*** Opening Data under study ***
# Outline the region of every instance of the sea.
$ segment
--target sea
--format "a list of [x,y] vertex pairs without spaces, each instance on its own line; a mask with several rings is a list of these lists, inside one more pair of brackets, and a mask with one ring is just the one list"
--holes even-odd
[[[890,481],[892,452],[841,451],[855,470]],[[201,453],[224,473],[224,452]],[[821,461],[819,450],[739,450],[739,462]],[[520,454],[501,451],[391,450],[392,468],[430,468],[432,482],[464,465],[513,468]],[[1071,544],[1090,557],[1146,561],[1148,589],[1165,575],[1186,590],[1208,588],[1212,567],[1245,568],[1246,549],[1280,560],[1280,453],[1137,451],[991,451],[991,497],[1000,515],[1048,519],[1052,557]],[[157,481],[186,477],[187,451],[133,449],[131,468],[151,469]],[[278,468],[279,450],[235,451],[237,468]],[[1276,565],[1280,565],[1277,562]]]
*** Closing Data under study ***
*** Opening Data under study ***
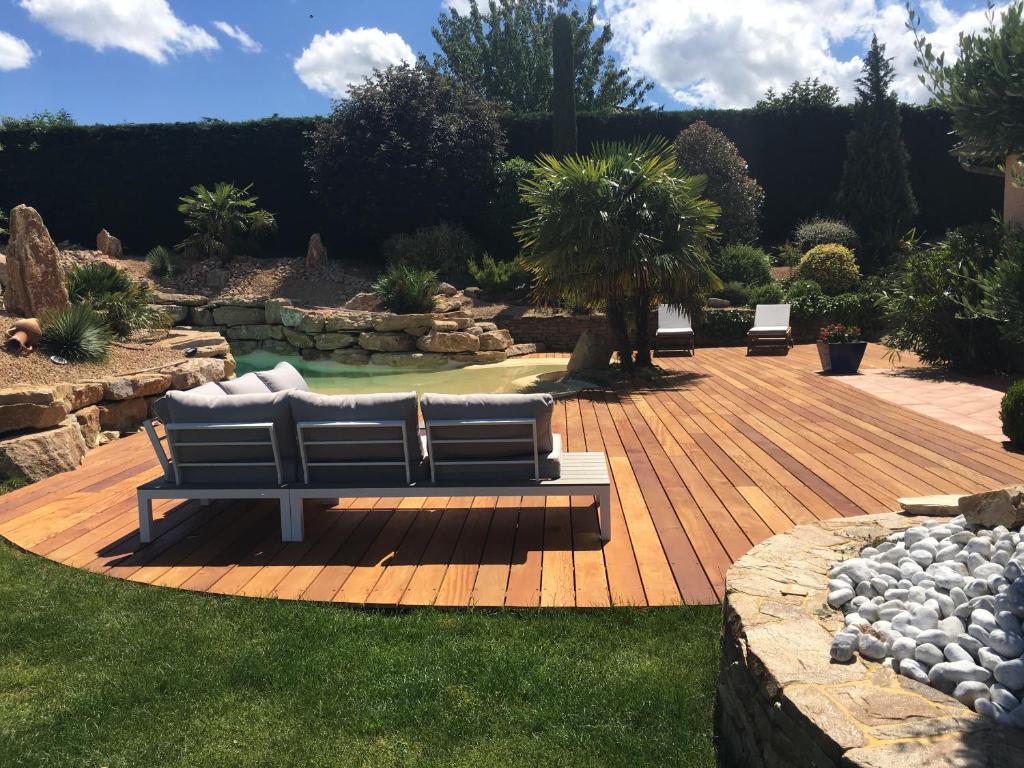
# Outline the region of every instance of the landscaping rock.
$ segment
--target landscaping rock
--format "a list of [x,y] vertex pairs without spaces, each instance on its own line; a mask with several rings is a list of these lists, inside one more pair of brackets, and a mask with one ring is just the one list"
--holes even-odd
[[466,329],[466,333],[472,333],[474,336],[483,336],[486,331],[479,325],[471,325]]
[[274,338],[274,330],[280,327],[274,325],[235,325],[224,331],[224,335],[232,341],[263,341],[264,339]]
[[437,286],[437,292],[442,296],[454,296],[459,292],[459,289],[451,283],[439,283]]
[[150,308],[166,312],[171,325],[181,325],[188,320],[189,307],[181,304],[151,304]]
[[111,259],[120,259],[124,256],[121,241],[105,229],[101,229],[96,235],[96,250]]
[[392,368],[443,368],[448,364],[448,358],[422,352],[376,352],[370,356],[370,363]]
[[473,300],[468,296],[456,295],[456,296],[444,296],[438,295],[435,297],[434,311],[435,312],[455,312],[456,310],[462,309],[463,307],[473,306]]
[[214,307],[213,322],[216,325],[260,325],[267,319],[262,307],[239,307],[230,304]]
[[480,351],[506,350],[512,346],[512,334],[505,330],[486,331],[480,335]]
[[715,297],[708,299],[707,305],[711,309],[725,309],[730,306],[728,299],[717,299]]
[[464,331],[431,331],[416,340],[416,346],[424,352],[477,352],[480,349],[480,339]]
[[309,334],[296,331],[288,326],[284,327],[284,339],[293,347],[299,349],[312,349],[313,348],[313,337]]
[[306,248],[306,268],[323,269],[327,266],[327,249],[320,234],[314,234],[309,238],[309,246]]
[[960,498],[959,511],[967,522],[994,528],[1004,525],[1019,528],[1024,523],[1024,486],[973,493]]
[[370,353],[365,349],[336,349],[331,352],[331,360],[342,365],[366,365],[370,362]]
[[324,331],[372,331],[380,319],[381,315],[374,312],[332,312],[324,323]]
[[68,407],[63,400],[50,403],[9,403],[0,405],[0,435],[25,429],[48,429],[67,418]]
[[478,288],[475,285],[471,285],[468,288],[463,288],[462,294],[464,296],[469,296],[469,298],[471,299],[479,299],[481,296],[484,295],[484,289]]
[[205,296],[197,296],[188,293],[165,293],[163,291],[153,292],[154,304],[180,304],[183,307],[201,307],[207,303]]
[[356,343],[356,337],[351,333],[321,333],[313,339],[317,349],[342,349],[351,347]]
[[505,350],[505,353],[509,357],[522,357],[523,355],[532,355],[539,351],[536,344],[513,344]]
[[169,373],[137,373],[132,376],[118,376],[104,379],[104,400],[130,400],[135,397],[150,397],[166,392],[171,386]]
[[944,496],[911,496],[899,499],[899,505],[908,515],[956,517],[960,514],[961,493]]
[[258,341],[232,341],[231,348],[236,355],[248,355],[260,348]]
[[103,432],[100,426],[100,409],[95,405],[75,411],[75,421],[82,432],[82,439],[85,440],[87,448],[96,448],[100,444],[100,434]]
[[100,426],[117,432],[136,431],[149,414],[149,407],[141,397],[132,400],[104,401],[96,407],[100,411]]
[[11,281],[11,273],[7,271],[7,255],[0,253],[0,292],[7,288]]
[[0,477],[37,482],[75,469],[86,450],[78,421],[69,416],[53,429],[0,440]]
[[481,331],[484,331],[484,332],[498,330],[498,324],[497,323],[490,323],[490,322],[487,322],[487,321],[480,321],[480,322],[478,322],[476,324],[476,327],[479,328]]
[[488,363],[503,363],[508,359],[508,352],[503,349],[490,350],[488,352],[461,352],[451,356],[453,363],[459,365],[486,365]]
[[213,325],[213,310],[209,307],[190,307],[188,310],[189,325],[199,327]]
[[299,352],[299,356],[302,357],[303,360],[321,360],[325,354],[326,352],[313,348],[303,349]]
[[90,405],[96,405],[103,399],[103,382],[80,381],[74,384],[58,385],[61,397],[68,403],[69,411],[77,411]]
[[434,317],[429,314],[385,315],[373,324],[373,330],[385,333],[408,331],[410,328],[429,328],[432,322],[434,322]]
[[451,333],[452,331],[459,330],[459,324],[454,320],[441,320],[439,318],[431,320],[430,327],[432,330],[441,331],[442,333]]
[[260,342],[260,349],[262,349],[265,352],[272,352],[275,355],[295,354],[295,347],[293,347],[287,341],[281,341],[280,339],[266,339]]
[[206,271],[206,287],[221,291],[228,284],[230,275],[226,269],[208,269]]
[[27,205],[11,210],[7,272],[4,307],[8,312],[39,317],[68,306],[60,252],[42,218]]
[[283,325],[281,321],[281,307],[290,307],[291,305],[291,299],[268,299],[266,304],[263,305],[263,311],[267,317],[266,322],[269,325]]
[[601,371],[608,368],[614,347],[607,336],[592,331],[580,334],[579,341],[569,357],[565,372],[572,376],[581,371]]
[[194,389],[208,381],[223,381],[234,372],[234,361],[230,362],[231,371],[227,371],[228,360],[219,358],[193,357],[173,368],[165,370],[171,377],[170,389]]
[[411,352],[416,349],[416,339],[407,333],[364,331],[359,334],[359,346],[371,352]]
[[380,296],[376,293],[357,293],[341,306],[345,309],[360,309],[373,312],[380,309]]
*** Closing Data under study ***
> [Exercise aim]
From the data above, count the lines where "instance" occurs and give that figure and nothing else.

> [Task answer]
4